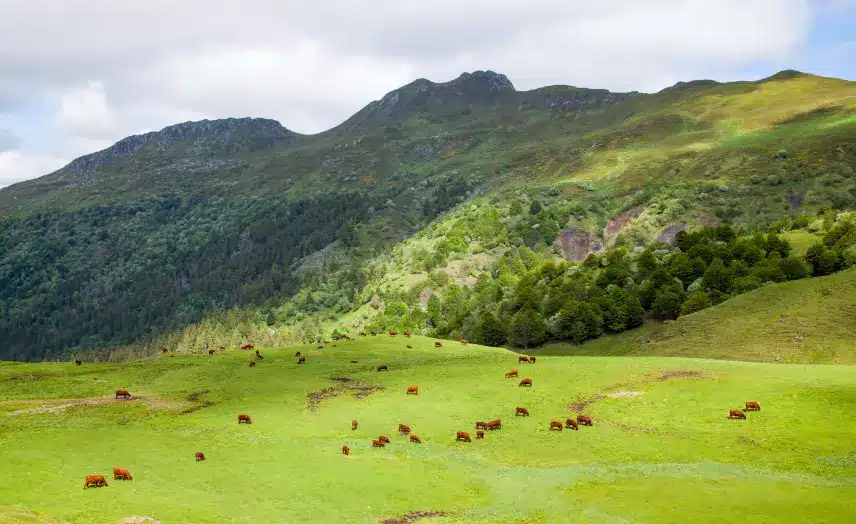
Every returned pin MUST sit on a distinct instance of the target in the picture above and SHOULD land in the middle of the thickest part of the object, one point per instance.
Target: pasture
(660, 450)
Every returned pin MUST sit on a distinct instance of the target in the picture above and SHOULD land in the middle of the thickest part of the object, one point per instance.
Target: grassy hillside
(661, 448)
(238, 222)
(810, 321)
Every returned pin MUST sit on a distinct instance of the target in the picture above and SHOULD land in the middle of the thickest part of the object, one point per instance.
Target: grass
(809, 321)
(666, 453)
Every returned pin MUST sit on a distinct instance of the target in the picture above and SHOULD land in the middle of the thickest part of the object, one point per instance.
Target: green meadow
(661, 448)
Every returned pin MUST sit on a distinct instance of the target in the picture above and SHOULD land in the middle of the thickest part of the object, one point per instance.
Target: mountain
(218, 231)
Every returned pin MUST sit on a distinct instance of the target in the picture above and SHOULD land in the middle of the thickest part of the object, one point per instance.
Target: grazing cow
(94, 481)
(121, 474)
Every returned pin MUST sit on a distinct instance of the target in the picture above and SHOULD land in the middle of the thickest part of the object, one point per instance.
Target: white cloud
(84, 112)
(313, 65)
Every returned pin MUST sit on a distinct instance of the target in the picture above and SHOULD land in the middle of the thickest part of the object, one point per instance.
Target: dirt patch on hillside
(344, 385)
(668, 375)
(413, 516)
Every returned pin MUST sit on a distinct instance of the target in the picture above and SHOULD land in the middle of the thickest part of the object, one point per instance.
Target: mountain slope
(160, 232)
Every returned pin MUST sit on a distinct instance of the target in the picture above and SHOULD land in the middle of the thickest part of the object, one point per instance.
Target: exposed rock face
(254, 133)
(577, 244)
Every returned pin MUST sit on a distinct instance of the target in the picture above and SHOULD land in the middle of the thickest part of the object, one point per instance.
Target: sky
(79, 75)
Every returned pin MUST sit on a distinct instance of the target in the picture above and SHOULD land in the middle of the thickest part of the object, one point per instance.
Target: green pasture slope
(661, 448)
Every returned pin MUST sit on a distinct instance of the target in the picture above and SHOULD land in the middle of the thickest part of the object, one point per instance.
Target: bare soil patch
(413, 516)
(344, 385)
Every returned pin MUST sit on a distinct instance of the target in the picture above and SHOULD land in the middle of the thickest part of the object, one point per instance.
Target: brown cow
(95, 481)
(121, 474)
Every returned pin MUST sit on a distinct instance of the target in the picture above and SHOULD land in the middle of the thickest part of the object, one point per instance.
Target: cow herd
(403, 429)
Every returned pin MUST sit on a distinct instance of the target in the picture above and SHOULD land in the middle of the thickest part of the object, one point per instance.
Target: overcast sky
(78, 75)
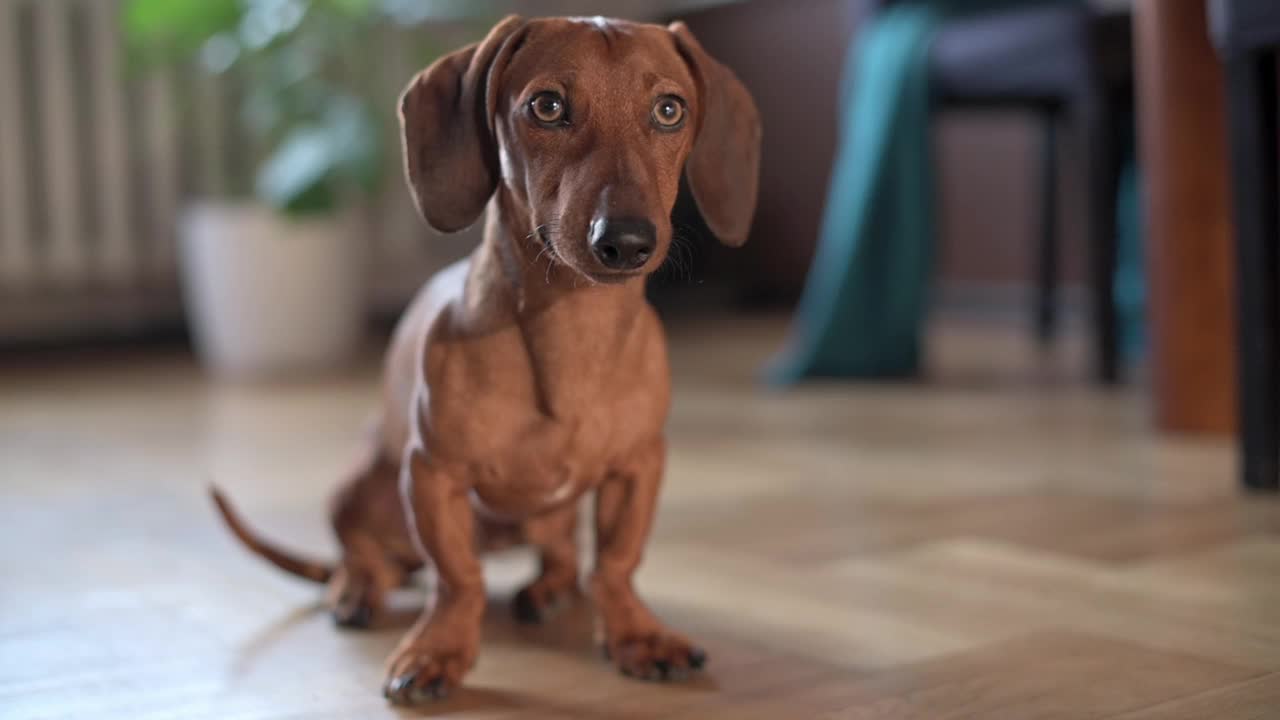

·····

TASK STATEMENT :: The entries above need an exact copy without their pictures.

RESULT OF THIS TASK ::
Every returned pin MUST sit on a distinct instance of the target in the picture above and SHOULD land in the middle of the thickest part of the object, one point per instance.
Target: pasture
(660, 450)
Every returned pin MUST sit on a distinct instance of the target in the picture above and SHOULD land in the middle of the thickest part of the object, one point per instance.
Target: grassy hillside
(661, 448)
(238, 222)
(810, 321)
Every returned pin MUST sit on a distinct instance of the target in the picture above and SHOULD land in the middle of the thickest part of the object, one point per instance.
Target: grass
(809, 321)
(666, 453)
Every returned pin MUST sit on a distinct instance of the target in the picture above and SHOULD land in the middle of the thickest part of the object, one point per instance.
Target: green meadow
(661, 448)
Every returned pin MUST sit on a distinct instance of the target in the picture above and SHOULD land in the middle of the thickest part of the object, one point per instance.
Target: mountain
(218, 231)
Every returned pin MUST sit on a distinct instance of the target in the picture above and SHOULD land in the middle of the thickest part of the object, one point per instance.
Target: grazing cow
(94, 481)
(121, 474)
Every returned pin MUST sit on a distinct instance of the target in the picture above and SHOULD land in the middle of the thickest part of the object, one point per instance.
Target: white cloud
(84, 112)
(313, 65)
Every returned pin MUST sit on a distinct instance of the target in the picture above and SHOULD land in the middle of the thickest part of the object, one point per instance.
Target: dirt patch on hillside
(344, 385)
(668, 375)
(413, 516)
Every returned pin MUST sit on a distinct instance of the target in the picture above and SHOULD land in the middle of the thickest part of the object, one point per instance.
Target: mountain slope
(160, 232)
Every returned pin MUST sit on a distinct instance of the target in the picture above and SHOULD land in the middle of the thickest part of the object, one point per instance.
Target: exposed rock face
(254, 133)
(577, 244)
Every returned pin MUST sit on a distinct instance of the target in the picture above and SHOULD land in the middle of the thickest part of the object, one point per instance.
Target: sky
(79, 75)
Every returned pin MUST sit on a distinct instance of the target in the picture above and SHOULD land in the middle of the thickest part of the object, one point per instance.
Target: green pasture slope
(661, 448)
Every returned pin MUST sit on a distinct instance of the target in the picture above and SHOULD land in the middle of the thickest part of the object, one point per instance.
Target: bare soil patch
(413, 516)
(344, 385)
Every returned pin MUST sit on a distinct instance of the target in the picture above and SHOULD land in the middle of the thickest part of the object, one point per instance.
Target: brown cow
(95, 481)
(121, 474)
Every returned pin MUST sit on a distinct instance of the target in the picture above and SHOULD land in the middle of the thickest part of the object, one point per instance.
Target: cow herd
(403, 429)
Every returned pin MUST sit on a distinct instance of the target in the picture above and SHOULD land in the middle of the thickest part of the object, one point per instance.
Target: overcast sky
(78, 75)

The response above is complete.